> PASSAGE SHOWN
* * *

# just found a box of 66 recorded betamax movies in the trash



## wolffangalchemist (Jul 8, 2011)

i was out having a average day, you know driving the streets just past 1am dumpster diving,  one of my many hobbies.
if i find something neat i keep it or hock it on ebay but this somewhat surprised me.
low and be hold i spotted a card board box in the dark looked like VHS tapes at a glance but when i got home i noticed it was something much harder to find.
a shit ton, counted 66 pre-recorded Betamax tapes.





honestly i wasn't sure these even still existed out in the wild, especially not in bulk like this till today.
honestly there is so good old stuff recorded here.
Dirty Dancing, The Breakfast Club, Sort Curcuit, Fast Times At Rigmont High, Animal House, Cheech & Chong Nice Dreams, just to name a few, over half of it was old recordings of Miami Vice, of course when my mom heard that (big fan of Don Johnson) she asked me if i was gonna buy a Beta max player(that's a no).
don't know weather to sell these form more with the movies on thenm or just as a bulk of blanks in lots of 22.
probably just gonna sell then in lots of 22, no one is a big enough Don Johnson fan to buy them just for Miami Vice(except my mother.)


----------



## OmegaVesko (Jul 8, 2011)

Dude, just sell them and get your mother the same thing on DVD or something. You can get a pretty penny from something as rare as this (unless youre a collector, in that case, just put them on a shelf somewhere 
	

	
	
		
		

		
		
	


	




).


----------



## Joe88 (Jul 8, 2011)

well I guess first thing is too make sure they dont have a recording block tab on them, I know vhs tapes had them which would prevent a person from recording something over it again

if the above is fine I would sell them as blanks
if you try to put them up on ebay as movies, pretty sure it will get pulled due to piracy


----------



## wolffangalchemist (Jul 8, 2011)

Joe88 said:
			
		

> well I guess first thing is too make sure they dont have a recording block tab on them, I know vhs tapes had them which would prevent a person from recording something over it again
> 
> if the above is fine I would sell them as blanks
> if you try to put them up on ebay as movies, pretty sure it will get pulled due to piracy


from what i've gather there is no such tab on them, even if there where you could just break it like you can on VHS tapes.
as for tha piracy thing....
lol yeah, i figured that much, i was really only joking about doing that.


----------

* * *

> PROVIDED ENTRIES
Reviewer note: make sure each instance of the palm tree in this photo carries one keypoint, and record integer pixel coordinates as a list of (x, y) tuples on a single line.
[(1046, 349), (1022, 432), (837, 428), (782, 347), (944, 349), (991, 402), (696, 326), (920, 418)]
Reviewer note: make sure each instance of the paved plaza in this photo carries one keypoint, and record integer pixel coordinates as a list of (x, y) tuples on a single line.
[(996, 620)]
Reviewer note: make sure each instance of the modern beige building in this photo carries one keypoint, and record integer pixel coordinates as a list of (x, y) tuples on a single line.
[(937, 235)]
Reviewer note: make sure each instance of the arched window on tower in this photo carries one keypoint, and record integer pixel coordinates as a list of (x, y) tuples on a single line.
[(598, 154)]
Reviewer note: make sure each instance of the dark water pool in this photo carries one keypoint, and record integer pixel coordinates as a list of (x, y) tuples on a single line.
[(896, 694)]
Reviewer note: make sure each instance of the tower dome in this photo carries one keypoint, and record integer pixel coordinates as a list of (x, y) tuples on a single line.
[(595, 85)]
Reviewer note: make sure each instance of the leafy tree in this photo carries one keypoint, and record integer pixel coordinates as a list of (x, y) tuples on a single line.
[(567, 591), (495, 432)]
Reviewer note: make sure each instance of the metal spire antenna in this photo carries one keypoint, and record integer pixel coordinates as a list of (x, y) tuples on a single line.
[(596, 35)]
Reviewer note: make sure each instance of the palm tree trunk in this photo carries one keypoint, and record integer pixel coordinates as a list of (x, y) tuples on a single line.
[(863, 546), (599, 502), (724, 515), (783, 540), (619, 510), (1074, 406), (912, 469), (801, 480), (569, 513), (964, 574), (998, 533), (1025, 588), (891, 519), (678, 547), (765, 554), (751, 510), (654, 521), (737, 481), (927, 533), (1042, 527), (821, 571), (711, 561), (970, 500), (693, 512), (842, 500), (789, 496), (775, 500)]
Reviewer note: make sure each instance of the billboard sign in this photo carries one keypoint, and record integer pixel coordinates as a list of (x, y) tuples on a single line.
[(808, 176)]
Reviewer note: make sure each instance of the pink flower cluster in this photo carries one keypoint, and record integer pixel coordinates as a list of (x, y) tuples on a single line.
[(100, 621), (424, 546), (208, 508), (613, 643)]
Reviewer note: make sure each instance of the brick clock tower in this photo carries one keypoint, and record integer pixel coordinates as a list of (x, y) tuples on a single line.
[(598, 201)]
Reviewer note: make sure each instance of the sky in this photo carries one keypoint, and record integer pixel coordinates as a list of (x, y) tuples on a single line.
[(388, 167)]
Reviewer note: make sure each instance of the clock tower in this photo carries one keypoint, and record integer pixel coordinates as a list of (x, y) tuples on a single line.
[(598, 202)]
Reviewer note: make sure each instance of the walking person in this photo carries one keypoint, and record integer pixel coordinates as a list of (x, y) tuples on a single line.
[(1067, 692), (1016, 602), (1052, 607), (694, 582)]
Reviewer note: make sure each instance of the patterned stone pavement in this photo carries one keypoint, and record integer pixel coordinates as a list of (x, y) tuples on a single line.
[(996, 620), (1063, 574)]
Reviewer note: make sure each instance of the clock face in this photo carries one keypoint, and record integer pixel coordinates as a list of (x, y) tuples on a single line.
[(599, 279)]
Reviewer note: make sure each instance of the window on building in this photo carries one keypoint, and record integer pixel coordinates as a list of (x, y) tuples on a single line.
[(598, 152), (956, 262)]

* * *

> REQUEST A
Could you retype the part of the Betamax thread starting with "Dirty Dancing, The" and going on through "player(that's a no).", word for word?
> REQUEST B
Can you lay out the listing as a JSON list of strings, one string per line, starting with the line with "Reviewer note: make sure each instance of the palm tree trunk" and going on through the line with "[(1067, 692), (1016, 602), (1052, 607), (694, 582)]", including both of those lines and leaving out any blank lines?

> ANSWER A
Dirty Dancing, The Breakfast Club, Sort Curcuit, Fast Times At Rigmont High, Animal House, Cheech & Chong Nice Dreams, just to name a few, over half of it was old recordings of Miami Vice, of course when my mom heard that (big fan of Don Johnson) she asked me if i was gonna buy a Beta max player(that's a no).

> ANSWER B
[
  "Reviewer note: make sure each instance of the palm tree trunk in this photo carries one keypoint, and record integer pixel coordinates as a list of (x, y) tuples on a single line.",
  "[(863, 546), (599, 502), (724, 515), (783, 540), (619, 510), (1074, 406), (912, 469), (801, 480), (569, 513), (964, 574), (998, 533), (1025, 588), (891, 519), (678, 547), (765, 554), (751, 510), (654, 521), (737, 481), (927, 533), (1042, 527), (821, 571), (711, 561), (970, 500), (693, 512), (842, 500), (789, 496), (775, 500)]",
  "Reviewer note: make sure each instance of the billboard sign in this photo carries one keypoint, and record integer pixel coordinates as a list of (x, y) tuples on a single line.",
  "[(808, 176)]",
  "Reviewer note: make sure each instance of the pink flower cluster in this photo carries one keypoint, and record integer pixel coordinates as a list of (x, y) tuples on a single line.",
  "[(100, 621), (424, 546), (208, 508), (613, 643)]",
  "Reviewer note: make sure each instance of the brick clock tower in this photo carries one keypoint, and record integer pixel coordinates as a list of (x, y) tuples on a single line.",
  "[(598, 201)]",
  "Reviewer note: make sure each instance of the sky in this photo carries one keypoint, and record integer pixel coordinates as a list of (x, y) tuples on a single line.",
  "[(388, 167)]",
  "Reviewer note: make sure each instance of the clock tower in this photo carries one keypoint, and record integer pixel coordinates as a list of (x, y) tuples on a single line.",
  "[(598, 202)]",
  "Reviewer note: make sure each instance of the walking person in this photo carries one keypoint, and record integer pixel coordinates as a list of (x, y) tuples on a single line.",
  "[(1067, 692), (1016, 602), (1052, 607), (694, 582)]"
]